### Record set
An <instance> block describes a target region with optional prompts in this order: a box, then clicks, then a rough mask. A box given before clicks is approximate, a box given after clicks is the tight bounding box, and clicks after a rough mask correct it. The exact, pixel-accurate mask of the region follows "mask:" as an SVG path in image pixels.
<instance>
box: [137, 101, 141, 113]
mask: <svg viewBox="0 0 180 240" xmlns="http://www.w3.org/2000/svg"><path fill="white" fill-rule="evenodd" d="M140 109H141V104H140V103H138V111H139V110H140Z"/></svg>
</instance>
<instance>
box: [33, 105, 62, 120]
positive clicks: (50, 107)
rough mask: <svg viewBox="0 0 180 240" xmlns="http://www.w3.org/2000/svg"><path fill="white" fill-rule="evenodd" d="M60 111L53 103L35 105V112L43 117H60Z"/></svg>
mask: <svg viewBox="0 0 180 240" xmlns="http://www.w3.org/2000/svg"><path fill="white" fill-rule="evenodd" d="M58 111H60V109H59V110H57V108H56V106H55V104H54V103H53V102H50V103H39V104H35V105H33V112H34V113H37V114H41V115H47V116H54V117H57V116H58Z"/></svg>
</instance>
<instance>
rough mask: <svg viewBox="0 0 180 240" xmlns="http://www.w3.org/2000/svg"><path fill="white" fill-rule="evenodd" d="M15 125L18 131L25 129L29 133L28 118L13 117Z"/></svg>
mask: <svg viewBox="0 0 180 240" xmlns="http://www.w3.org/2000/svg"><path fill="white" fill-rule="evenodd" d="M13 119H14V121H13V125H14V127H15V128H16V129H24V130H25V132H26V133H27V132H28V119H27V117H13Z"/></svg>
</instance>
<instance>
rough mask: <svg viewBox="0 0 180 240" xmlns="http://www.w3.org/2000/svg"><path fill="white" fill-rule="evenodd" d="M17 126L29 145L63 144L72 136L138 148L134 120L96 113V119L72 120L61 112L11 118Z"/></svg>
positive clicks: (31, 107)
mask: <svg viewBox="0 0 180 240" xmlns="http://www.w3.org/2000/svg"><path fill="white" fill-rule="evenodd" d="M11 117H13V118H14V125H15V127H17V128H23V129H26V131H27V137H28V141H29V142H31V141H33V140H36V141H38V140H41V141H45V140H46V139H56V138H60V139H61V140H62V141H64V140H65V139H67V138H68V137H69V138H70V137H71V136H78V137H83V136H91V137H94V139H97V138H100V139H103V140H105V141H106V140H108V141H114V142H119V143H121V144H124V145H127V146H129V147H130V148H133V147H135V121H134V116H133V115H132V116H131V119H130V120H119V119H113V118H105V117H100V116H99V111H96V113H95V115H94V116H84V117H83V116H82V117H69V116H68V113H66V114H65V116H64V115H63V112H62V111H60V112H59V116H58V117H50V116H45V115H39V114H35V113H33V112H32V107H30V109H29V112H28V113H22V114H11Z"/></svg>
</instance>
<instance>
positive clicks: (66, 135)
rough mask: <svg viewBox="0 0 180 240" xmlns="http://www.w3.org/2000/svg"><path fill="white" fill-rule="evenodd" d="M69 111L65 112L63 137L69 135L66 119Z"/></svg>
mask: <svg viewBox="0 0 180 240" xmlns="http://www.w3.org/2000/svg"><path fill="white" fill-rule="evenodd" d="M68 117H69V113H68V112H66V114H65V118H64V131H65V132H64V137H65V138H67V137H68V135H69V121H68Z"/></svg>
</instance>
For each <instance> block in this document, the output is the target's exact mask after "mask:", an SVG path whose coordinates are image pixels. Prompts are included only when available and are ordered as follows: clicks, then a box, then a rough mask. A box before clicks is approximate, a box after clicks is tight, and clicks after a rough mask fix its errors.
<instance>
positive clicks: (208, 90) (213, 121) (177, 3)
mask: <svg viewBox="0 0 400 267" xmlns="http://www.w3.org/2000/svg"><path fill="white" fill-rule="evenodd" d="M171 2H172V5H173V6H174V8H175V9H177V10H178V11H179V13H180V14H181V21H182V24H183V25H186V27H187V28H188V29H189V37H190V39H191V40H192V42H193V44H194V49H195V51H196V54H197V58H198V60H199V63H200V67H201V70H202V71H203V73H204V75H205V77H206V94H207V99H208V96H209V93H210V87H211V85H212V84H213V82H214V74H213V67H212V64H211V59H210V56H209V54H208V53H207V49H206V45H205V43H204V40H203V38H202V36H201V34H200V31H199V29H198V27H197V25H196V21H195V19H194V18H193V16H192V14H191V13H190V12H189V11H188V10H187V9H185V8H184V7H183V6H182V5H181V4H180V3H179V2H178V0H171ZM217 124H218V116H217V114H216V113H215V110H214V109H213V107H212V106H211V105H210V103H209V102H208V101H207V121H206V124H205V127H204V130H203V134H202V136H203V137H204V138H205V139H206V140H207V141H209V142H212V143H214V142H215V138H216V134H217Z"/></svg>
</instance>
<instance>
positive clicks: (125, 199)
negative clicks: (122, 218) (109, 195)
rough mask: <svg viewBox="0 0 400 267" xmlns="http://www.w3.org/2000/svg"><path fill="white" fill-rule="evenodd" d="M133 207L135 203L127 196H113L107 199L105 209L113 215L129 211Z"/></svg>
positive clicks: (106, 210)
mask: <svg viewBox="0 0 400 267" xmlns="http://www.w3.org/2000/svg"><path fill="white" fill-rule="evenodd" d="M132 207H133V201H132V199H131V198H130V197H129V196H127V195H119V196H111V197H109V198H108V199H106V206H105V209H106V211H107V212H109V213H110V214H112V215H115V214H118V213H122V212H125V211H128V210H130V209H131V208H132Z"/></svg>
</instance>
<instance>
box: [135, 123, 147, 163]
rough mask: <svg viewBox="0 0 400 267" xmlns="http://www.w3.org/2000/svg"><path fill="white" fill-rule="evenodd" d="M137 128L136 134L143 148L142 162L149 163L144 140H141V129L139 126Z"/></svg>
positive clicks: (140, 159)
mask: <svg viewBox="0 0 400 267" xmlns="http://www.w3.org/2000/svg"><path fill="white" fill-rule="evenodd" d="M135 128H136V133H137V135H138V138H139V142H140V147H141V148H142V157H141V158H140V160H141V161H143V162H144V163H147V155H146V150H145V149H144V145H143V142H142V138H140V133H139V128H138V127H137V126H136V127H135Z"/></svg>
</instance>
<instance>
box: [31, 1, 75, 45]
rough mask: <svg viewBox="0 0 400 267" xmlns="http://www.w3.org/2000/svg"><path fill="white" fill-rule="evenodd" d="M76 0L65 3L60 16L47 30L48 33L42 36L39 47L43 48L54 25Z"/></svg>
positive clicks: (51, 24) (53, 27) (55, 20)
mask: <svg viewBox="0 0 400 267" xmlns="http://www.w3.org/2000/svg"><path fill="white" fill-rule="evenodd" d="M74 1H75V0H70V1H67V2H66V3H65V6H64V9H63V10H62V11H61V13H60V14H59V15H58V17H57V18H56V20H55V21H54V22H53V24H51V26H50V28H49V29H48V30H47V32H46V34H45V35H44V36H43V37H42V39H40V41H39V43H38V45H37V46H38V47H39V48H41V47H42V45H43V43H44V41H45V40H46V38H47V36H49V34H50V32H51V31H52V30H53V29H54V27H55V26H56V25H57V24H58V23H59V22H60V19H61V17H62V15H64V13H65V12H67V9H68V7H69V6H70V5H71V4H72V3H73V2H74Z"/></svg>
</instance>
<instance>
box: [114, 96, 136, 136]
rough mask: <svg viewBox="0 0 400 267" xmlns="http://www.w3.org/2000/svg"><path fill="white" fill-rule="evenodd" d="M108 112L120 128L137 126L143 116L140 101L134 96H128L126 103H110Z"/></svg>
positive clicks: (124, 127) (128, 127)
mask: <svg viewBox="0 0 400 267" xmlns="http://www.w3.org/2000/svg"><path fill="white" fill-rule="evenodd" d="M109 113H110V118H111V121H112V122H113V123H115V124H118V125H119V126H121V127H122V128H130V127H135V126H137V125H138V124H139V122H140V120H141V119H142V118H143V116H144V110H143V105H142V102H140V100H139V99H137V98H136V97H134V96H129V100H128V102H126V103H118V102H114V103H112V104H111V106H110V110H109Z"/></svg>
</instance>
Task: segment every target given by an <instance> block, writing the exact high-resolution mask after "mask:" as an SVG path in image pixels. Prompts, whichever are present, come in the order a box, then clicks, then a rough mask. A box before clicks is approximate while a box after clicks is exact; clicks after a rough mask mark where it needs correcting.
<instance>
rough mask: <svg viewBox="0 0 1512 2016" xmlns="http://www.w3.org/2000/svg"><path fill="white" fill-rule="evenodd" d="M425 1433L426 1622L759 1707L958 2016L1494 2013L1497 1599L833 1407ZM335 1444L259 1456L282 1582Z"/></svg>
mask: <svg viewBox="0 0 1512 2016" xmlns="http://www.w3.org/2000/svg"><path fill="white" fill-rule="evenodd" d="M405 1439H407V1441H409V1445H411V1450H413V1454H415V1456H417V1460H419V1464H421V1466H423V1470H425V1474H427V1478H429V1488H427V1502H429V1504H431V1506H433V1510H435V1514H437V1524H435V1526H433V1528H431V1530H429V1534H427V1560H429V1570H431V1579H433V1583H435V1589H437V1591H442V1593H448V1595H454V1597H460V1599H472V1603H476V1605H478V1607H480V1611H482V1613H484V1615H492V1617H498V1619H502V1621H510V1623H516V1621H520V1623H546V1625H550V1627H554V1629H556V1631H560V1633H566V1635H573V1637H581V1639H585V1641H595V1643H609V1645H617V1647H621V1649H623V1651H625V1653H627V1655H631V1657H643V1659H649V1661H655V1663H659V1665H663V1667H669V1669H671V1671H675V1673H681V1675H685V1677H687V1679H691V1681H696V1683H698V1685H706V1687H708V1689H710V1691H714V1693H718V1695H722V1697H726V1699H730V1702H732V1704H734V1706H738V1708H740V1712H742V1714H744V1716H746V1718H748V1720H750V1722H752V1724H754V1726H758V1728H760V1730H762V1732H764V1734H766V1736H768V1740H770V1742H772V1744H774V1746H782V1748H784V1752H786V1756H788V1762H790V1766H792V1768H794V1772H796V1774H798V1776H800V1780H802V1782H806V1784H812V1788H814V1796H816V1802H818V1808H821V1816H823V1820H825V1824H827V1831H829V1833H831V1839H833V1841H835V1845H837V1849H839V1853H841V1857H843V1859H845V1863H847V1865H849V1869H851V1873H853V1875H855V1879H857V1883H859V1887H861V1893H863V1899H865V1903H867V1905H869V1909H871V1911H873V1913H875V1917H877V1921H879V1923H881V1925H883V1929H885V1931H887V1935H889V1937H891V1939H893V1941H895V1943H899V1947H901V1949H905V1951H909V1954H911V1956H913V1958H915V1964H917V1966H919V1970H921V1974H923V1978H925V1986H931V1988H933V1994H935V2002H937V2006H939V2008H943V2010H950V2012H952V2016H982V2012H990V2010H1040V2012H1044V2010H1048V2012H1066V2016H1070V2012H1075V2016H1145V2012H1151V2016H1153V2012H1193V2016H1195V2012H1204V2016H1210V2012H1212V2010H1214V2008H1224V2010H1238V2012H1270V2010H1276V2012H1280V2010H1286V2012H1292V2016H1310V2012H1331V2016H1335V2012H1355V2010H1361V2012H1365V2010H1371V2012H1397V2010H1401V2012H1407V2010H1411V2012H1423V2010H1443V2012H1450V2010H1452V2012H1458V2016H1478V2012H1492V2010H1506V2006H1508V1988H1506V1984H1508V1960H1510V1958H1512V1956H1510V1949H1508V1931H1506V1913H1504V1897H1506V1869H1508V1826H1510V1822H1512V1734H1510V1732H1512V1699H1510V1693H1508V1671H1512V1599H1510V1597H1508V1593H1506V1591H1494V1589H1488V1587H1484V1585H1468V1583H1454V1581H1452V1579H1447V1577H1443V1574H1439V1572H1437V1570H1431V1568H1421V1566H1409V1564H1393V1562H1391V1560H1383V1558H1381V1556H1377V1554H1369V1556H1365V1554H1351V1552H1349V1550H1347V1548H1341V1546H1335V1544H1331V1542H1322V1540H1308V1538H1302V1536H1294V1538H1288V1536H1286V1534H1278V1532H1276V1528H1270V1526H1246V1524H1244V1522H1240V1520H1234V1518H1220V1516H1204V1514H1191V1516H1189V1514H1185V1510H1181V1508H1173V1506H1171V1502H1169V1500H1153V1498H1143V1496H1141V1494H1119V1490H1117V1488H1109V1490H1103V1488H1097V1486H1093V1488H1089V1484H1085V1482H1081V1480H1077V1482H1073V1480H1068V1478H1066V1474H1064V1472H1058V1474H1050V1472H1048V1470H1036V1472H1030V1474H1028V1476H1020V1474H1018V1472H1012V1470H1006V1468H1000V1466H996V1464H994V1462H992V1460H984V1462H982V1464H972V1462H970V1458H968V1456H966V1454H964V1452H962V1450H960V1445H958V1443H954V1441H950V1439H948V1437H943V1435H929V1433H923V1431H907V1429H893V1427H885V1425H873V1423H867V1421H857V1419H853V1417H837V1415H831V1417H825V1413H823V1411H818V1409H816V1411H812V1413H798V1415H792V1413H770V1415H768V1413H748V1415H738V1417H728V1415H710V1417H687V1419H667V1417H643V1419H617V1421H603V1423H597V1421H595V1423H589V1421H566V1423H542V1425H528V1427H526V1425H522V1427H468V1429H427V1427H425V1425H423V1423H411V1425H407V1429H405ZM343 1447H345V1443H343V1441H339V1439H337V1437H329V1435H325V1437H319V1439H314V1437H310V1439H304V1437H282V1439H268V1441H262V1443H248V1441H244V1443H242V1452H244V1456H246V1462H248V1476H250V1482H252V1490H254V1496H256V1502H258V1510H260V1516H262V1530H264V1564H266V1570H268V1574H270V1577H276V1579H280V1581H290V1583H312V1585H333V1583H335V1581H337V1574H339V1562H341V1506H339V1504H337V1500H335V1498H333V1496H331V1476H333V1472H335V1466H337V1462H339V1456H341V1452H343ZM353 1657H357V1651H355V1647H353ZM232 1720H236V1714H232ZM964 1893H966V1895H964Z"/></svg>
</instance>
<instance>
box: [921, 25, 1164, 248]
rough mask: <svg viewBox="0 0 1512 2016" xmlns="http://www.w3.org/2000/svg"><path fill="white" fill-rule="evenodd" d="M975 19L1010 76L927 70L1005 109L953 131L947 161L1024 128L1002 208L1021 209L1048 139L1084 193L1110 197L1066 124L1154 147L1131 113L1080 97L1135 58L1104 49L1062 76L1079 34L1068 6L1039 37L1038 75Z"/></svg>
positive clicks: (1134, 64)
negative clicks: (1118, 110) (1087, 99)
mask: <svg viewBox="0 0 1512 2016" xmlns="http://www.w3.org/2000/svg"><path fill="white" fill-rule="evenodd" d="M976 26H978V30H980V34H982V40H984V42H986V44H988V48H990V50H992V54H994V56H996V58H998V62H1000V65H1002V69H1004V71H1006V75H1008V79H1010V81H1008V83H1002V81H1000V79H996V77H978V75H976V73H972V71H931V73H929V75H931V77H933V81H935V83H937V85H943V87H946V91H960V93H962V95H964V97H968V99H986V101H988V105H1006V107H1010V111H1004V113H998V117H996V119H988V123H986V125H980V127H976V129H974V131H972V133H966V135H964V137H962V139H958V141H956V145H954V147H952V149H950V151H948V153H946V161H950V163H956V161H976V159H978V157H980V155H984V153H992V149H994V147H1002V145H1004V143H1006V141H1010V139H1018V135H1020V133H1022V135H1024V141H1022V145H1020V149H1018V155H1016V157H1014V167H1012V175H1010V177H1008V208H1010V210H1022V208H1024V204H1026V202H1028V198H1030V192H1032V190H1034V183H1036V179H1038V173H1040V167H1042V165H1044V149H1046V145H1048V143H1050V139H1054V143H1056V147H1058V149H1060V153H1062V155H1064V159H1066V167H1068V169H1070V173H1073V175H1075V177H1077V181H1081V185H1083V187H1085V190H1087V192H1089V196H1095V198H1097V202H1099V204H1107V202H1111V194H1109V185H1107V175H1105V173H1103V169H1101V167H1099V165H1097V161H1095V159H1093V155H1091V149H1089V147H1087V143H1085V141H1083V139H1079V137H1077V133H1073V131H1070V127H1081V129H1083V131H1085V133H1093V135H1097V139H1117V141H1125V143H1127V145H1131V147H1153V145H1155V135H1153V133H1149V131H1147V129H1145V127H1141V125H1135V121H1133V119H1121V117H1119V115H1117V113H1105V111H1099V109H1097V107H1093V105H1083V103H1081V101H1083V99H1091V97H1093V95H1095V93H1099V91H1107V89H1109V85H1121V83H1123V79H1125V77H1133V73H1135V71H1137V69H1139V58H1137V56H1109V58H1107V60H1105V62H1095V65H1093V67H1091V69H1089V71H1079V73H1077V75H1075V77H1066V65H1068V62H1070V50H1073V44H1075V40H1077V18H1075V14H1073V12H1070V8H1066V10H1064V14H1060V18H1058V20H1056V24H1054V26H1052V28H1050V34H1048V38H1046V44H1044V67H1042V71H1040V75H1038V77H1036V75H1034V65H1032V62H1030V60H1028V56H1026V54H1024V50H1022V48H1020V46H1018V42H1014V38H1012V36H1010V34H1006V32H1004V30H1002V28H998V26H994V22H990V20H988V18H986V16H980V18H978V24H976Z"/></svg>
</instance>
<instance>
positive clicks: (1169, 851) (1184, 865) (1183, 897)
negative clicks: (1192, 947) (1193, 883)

### Task statement
Locate each line in the listing above that includes the string "positive", and copy those lines out in full.

### Task result
positive clicks: (50, 107)
positive clicks: (31, 107)
positive clicks: (66, 135)
positive clicks: (208, 90) (213, 121) (177, 3)
positive clicks: (125, 199)
positive clicks: (106, 210)
positive clicks: (140, 159)
positive clicks: (51, 24) (53, 27) (55, 20)
positive clicks: (124, 127) (128, 127)
positive clicks: (1134, 64)
positive clicks: (1169, 851) (1184, 865) (1183, 897)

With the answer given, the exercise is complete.